■ **Te maken opdrachten**
1) Voor welke datum hebben de vakbonden CFDT en CGT volgens de tekst over de Franse protestbeweging een volgende nationale stakingsdag afgekondigd?
2) Kopieer uit de tekst over de Franse protestbeweging letterlijk het stuk van "Net als bij" tot en met "potentie zeer kwetsbaar.".

■ **Te analyseren tekst**

________________________

Net als bij de protesten van de Gillettes Jeunes enkele jaren geleden was dit een poging om de protestbeweging en de vakbonden te breken. Dat is niet gelukt. De verscherping van het geweld illustreert vooral dat de legitimiteit van de regering is weggevallen: het is inmiddels zonneklaar dat Macron een minderheid vertegenwoordigt en het verzet van de meerderheid met geweld probeert te onderdrukken. Sinds het omzeilen van het parlement heeft Macron elke democratische legitimiteit verloren en dat maakt hem in potentie zeer kwetsbaar.
Strategische vraagstukken
Nu Macrons pensioenwet is doorgedrukt, is de protestbeweging in een nieuwe fase beland. De acties zetten zich door en draaien steeds meer om de val van de regering. Dat stelt de beweging voor een nieuw strategisch vraagstuk.
Op dit moment wordt de strijd voortgezet op dezelfde wijze als voorheen. Vakbonden CFDT en CGT hebben een volgende nationale stakingsdag afgekondigd voor 28 april en er wordt breed gemobiliseerd voor demonstraties door het hele land op de dag van de arbeid. Het probleem met deze strategie is dat het ontbreken van een serieus plan om Macron weg te krijgen ertoe leidt dat de opkomst bij acties terugloopt. Het gevaar is dat de beweging verloopt.
Tegenover de huidige poging om de strijd voort te zetten, zijn er voorstellen om de strijd op straat en in de bedrijven zo snel mogelijk te staken en binnen juridische kaders ‘voort te zetten’. De meest gematigde delen van de beweging dringen aan op een campagne om een referendum ter heroverweging van de pensioenwet te organiseren. De campagne voor het referendum is een initiatief van de reformisten in het Franse parlement, met name de Groupe Socialiste waar de sociaal-democratische Parti Socialiste de grootste van is. Ook vakbonden en de Franse Communistische Partij (PCF) steunen de campagne.
Maar zo’n campagne voor een referendum zal maanden gaan duren, waardoor het op korte termijn vooral afleidt van de strijd. Bovendien is het weinig geloofwaardig dat een president die het parlement buiten spel zet en een grote meerderheid van de bevolking negeert ineens wel naar een niet-bindende referendumuitslag zal luisteren. De inzet op een referendum lijkt vooral aan te sturen op een nederlaag.

________________________

■ **Gegeven informatie**

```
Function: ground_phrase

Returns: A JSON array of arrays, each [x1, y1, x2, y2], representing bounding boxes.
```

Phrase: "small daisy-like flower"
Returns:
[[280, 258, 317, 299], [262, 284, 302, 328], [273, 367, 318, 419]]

________________________

■ **Schriftelijke antwoorden**
1) 28 april.

2)
Net als bij de protesten van de Gillettes Jeunes enkele jaren geleden was dit een poging om de protestbeweging en de vakbonden te breken. Dat is niet gelukt. De verscherping van het geweld illustreert vooral dat de legitimiteit van de regering is weggevallen: het is inmiddels zonneklaar dat Macron een minderheid vertegenwoordigt en het verzet van de meerderheid met geweld probeert te onderdrukken. Sinds het omzeilen van het parlement heeft Macron elke democratische legitimiteit verloren en dat maakt hem in potentie zeer kwetsbaar.